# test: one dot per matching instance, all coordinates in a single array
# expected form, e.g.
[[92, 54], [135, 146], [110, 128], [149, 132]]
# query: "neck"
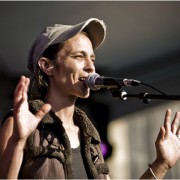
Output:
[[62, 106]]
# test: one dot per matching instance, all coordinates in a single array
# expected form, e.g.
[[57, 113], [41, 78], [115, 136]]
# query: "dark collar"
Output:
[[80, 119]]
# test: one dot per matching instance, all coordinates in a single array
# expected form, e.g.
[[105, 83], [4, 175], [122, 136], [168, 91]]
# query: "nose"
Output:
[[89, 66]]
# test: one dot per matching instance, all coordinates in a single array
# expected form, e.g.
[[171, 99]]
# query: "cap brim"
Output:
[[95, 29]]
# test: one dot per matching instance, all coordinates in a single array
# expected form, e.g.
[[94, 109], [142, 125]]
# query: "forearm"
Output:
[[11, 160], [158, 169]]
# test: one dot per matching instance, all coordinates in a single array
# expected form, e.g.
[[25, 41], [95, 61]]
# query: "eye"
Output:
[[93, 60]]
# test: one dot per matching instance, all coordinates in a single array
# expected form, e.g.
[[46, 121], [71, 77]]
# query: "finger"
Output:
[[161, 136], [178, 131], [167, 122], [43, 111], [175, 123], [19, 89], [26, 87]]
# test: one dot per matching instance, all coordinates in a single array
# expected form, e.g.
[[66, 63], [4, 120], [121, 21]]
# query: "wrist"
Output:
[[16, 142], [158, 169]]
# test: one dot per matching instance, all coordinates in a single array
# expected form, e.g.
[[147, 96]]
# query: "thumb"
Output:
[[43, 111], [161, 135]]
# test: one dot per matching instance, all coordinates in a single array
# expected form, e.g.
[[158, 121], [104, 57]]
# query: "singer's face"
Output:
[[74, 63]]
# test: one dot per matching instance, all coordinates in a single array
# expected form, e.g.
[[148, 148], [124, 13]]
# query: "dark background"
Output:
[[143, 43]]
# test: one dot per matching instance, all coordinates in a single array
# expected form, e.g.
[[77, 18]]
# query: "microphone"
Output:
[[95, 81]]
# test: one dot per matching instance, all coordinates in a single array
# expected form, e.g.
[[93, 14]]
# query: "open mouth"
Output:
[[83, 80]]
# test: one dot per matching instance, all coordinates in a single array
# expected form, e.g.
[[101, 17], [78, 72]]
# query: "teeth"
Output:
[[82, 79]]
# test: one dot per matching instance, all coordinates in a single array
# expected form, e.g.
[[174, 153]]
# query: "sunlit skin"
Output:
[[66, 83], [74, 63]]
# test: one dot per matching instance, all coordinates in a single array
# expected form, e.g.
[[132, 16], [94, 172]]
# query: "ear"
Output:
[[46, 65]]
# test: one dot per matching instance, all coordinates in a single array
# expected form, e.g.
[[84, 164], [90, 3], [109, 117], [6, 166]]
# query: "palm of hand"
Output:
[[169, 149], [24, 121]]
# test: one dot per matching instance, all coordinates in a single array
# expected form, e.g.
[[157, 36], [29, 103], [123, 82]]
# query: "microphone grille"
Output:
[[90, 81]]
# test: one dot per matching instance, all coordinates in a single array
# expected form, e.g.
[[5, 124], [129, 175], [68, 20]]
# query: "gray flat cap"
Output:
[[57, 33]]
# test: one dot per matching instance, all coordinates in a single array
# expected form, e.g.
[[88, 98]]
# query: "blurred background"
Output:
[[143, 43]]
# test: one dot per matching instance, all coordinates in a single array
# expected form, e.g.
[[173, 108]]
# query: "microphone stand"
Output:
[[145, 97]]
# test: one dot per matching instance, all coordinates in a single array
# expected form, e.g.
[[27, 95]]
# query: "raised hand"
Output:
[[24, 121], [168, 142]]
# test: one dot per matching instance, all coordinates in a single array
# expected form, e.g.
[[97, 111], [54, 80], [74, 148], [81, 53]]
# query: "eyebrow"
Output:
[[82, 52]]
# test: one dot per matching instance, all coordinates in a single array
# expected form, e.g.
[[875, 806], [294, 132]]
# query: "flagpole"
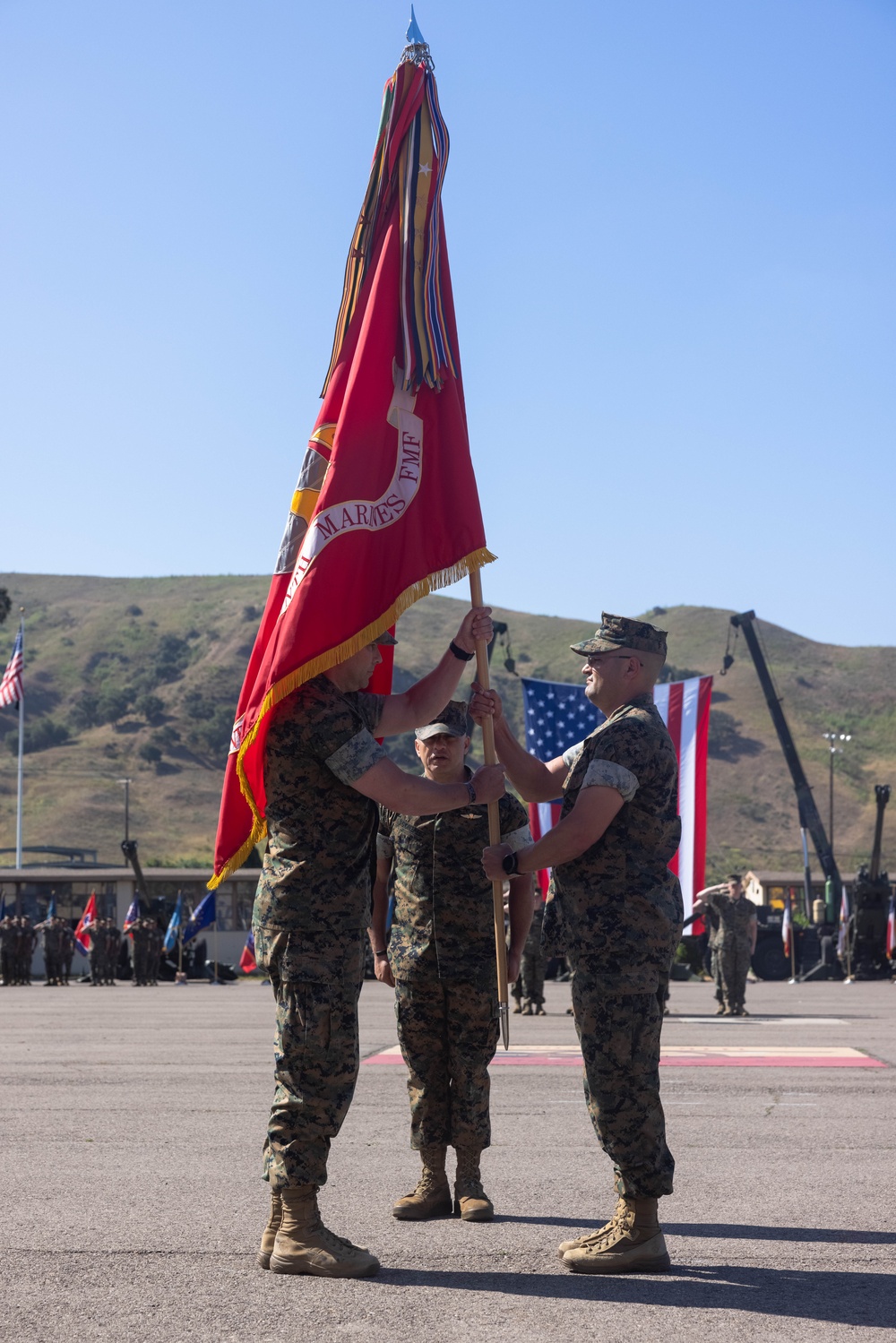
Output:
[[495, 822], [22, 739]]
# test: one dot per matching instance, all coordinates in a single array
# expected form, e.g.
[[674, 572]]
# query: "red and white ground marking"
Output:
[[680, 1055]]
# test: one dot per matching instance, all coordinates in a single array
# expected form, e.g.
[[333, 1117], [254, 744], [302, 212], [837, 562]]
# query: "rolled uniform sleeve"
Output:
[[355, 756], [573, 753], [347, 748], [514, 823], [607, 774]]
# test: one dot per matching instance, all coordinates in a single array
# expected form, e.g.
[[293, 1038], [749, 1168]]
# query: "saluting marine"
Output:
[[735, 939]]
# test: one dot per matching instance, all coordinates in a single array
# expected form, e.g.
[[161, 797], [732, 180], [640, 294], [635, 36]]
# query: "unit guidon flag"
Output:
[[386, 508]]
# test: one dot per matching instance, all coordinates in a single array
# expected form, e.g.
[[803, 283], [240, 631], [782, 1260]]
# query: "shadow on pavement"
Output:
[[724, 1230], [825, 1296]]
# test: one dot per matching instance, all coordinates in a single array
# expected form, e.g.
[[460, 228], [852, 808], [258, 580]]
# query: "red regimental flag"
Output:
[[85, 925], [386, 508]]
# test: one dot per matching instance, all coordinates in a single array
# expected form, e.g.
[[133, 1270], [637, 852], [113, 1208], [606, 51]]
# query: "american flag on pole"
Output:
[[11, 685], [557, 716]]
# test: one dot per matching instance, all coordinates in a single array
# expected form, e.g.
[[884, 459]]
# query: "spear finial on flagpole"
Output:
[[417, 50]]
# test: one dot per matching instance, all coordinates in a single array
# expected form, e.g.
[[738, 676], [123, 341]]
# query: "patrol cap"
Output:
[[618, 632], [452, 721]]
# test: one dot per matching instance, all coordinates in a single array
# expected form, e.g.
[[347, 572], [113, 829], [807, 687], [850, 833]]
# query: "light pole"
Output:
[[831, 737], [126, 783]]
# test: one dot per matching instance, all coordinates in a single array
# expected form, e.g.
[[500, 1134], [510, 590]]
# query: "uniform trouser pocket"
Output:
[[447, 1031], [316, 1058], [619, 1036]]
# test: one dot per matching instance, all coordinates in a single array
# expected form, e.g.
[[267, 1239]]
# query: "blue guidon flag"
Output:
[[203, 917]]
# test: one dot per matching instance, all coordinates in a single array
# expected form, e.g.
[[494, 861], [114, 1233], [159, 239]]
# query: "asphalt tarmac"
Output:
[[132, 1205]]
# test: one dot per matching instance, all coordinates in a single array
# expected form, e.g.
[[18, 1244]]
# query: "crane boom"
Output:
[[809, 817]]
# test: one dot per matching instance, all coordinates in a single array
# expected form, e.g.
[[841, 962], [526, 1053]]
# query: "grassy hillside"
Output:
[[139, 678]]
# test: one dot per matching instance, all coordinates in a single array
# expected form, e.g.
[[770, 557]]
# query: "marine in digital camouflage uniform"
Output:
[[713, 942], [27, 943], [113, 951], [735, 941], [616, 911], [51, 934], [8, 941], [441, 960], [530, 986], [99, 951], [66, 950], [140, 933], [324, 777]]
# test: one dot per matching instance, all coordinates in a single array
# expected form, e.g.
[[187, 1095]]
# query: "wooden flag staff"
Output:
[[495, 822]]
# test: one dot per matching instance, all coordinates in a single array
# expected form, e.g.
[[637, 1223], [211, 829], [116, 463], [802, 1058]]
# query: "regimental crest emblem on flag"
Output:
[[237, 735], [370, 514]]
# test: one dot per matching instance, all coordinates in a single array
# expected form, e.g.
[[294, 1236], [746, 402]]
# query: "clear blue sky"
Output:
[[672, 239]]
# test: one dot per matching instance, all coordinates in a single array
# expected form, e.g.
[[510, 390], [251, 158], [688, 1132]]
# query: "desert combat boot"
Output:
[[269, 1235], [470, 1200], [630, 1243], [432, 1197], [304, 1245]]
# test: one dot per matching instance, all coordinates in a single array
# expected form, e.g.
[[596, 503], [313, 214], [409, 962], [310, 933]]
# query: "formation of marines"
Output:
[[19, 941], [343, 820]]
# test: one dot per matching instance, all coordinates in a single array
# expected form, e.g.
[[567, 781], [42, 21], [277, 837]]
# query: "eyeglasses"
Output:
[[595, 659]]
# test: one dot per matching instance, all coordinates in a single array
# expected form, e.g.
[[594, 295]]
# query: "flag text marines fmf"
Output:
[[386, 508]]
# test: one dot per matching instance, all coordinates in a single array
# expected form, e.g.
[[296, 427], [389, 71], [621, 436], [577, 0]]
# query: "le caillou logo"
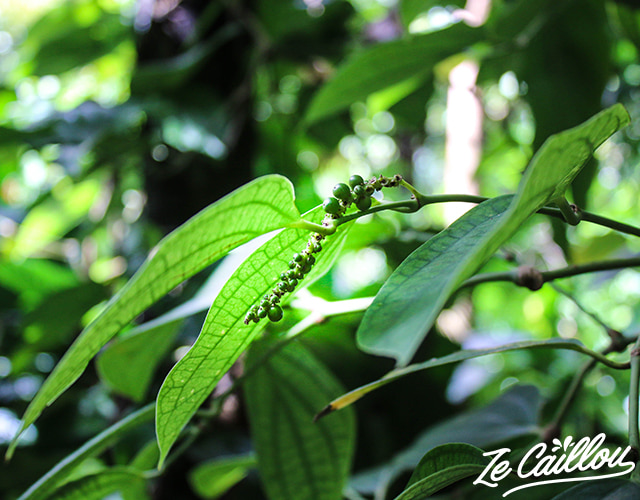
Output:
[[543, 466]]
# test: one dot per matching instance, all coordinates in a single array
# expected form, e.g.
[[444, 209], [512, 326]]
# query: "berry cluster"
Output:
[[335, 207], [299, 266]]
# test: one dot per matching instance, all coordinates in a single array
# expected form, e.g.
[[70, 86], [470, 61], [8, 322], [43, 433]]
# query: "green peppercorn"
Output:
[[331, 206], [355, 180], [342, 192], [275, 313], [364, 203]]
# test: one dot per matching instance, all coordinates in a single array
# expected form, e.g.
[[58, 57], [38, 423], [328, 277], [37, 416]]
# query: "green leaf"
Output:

....

- [What the task requires] Pick out every line of the items that contains the string "guidon", matching case exactly, and copy each one.

- [Output of the task]
# query: "unit guidon flag"
# query: "blue guidon flag"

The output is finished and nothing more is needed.